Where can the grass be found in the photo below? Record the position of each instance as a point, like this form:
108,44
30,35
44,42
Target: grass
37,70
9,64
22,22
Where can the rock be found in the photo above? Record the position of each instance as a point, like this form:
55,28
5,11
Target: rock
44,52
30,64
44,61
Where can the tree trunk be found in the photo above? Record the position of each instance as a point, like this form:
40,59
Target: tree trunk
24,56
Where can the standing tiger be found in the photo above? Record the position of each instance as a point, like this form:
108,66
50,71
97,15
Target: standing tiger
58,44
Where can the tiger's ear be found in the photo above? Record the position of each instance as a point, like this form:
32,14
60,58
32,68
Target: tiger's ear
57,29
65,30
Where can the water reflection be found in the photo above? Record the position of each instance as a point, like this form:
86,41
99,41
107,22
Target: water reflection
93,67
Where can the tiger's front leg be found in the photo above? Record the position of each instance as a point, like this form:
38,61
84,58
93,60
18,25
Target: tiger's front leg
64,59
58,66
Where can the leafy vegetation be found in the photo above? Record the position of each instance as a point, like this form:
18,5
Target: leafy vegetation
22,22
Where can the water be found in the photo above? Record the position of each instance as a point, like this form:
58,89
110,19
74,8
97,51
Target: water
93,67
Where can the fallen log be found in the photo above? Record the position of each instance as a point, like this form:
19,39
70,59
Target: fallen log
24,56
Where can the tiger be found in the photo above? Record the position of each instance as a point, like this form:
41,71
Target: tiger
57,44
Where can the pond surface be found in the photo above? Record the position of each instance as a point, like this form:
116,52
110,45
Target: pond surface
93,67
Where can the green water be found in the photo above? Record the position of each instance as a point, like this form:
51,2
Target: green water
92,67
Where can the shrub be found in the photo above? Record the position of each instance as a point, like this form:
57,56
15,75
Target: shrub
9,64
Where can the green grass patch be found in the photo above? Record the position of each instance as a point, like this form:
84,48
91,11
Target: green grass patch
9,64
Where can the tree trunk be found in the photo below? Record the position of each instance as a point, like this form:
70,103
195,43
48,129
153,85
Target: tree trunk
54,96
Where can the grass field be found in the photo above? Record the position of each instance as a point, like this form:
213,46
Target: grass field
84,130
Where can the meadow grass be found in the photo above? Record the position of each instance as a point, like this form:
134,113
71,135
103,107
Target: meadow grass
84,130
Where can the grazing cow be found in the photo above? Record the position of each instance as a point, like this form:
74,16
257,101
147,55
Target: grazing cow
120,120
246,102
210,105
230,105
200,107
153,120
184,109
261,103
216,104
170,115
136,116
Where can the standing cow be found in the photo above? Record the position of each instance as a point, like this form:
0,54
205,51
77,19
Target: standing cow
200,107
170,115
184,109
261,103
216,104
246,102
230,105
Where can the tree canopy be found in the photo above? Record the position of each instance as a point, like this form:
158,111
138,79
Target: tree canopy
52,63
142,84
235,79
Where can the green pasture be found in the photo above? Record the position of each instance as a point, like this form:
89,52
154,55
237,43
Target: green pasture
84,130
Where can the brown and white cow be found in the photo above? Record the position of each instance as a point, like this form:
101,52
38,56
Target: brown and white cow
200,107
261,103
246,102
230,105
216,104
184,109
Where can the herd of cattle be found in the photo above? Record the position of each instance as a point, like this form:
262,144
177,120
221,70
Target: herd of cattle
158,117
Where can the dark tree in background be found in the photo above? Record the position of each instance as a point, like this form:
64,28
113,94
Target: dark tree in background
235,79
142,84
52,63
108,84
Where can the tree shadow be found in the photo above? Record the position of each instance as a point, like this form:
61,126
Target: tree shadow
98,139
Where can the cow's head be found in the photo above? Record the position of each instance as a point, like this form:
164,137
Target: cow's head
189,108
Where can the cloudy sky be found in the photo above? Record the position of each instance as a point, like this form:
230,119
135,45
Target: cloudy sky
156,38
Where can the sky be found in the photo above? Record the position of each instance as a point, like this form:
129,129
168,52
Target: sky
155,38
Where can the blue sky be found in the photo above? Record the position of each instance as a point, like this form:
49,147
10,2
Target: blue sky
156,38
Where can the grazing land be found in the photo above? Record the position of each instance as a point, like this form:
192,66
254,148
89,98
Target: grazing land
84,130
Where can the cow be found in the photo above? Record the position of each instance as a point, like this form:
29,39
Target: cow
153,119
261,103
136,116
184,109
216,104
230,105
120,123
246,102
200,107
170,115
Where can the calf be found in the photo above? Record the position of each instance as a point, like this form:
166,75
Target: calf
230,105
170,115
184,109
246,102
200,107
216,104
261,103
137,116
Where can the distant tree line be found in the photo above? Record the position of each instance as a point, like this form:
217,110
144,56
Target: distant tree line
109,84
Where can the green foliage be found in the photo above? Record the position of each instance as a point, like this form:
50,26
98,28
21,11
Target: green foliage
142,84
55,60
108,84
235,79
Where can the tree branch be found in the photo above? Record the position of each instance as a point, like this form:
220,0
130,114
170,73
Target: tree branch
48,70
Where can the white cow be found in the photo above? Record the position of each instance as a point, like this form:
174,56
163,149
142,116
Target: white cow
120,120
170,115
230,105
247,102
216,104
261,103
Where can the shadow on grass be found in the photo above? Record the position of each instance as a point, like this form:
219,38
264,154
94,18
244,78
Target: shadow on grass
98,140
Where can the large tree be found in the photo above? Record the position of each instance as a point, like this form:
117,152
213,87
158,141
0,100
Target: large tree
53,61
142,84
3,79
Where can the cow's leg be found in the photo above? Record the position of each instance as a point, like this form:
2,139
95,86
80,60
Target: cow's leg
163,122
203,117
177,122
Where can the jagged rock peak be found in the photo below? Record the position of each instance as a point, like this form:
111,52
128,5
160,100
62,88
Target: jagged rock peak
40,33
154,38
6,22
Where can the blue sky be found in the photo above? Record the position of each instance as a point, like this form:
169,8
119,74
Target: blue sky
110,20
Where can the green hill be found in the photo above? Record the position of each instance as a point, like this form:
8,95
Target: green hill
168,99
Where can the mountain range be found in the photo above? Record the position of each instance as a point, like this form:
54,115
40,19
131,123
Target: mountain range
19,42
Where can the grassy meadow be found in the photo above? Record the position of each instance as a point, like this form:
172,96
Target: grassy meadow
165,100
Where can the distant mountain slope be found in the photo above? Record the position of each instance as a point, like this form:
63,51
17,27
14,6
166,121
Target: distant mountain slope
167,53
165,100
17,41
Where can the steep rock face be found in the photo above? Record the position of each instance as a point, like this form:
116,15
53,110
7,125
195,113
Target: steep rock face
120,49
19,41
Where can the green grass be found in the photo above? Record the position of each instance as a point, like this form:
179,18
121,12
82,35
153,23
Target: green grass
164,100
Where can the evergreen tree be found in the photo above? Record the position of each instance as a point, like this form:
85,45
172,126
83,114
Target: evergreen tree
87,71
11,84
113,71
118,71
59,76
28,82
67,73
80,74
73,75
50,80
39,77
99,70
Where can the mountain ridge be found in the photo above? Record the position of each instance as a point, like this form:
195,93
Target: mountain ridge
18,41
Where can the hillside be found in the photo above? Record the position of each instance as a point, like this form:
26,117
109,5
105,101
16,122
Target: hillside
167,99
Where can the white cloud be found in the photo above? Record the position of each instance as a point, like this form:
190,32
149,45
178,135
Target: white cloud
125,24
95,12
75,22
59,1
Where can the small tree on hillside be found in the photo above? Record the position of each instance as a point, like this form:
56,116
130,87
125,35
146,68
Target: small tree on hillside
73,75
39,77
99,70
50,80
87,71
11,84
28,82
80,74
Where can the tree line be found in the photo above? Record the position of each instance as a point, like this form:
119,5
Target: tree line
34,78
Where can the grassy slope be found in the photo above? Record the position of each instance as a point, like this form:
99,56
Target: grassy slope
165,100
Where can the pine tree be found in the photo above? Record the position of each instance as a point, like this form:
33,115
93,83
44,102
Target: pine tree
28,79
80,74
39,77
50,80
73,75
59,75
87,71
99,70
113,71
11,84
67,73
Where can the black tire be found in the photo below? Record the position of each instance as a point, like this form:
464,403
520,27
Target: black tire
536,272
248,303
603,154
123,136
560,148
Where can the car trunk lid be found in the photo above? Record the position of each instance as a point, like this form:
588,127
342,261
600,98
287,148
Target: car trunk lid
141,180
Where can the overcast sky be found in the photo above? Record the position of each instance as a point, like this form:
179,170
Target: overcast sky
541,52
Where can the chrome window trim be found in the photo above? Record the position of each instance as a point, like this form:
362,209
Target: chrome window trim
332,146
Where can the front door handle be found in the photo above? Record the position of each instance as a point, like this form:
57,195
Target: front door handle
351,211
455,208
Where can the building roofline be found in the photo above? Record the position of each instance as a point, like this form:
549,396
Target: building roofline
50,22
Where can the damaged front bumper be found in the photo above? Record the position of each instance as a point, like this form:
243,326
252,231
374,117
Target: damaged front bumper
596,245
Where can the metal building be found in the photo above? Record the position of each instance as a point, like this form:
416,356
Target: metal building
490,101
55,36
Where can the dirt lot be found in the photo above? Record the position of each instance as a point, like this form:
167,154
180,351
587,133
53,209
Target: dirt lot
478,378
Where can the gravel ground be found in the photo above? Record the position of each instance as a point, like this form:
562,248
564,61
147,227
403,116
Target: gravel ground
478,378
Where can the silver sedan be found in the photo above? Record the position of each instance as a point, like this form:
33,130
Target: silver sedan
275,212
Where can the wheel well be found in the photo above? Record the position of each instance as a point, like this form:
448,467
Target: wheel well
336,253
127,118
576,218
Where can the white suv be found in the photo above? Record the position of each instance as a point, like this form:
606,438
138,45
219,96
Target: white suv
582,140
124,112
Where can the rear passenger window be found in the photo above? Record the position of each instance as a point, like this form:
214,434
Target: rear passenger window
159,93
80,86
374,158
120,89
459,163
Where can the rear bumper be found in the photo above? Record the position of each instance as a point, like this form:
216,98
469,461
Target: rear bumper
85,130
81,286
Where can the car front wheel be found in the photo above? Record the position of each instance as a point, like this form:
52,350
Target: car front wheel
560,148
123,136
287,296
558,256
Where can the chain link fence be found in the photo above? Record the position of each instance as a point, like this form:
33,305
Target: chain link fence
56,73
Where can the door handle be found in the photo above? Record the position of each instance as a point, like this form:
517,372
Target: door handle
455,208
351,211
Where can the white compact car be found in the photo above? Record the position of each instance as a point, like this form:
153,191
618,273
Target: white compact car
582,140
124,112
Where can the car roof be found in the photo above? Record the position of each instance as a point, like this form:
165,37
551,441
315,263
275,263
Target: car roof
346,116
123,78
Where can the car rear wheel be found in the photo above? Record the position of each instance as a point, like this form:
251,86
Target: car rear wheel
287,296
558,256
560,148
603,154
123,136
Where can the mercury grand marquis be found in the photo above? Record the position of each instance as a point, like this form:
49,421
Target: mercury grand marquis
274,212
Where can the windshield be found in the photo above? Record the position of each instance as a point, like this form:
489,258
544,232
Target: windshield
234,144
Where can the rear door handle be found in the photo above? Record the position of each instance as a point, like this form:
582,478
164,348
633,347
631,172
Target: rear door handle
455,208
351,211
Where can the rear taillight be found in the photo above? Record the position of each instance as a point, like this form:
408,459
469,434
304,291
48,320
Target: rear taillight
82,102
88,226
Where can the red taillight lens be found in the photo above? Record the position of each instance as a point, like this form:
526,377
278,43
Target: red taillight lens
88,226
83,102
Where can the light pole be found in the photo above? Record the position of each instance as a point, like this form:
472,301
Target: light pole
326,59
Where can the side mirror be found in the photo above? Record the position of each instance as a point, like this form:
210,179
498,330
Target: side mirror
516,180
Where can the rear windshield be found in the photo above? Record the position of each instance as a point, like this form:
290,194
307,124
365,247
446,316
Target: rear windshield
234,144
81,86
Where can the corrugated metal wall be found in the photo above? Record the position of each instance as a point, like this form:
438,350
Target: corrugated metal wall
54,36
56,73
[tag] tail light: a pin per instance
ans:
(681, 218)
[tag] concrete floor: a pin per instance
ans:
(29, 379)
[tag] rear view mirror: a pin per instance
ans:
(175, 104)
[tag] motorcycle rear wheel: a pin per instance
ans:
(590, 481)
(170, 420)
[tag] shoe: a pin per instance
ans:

★ ★ ★ ★ ★ ★ ★

PROBLEM DETAILS.
Show all lines from the records above where the word "below" occurs.

FINISHED EXERCISE.
Where can the grass be found in the photo below? Record the position of each instance as a point, like this form:
Where can the tree trunk be found in the photo below? Record the position of each instance as a point, like this form:
Where can the jagged rock peak be found in the photo below? Record the position of each instance as a point, like this form:
Where can the black tire be found in the photo below? Record the position of each instance as a point, like this form:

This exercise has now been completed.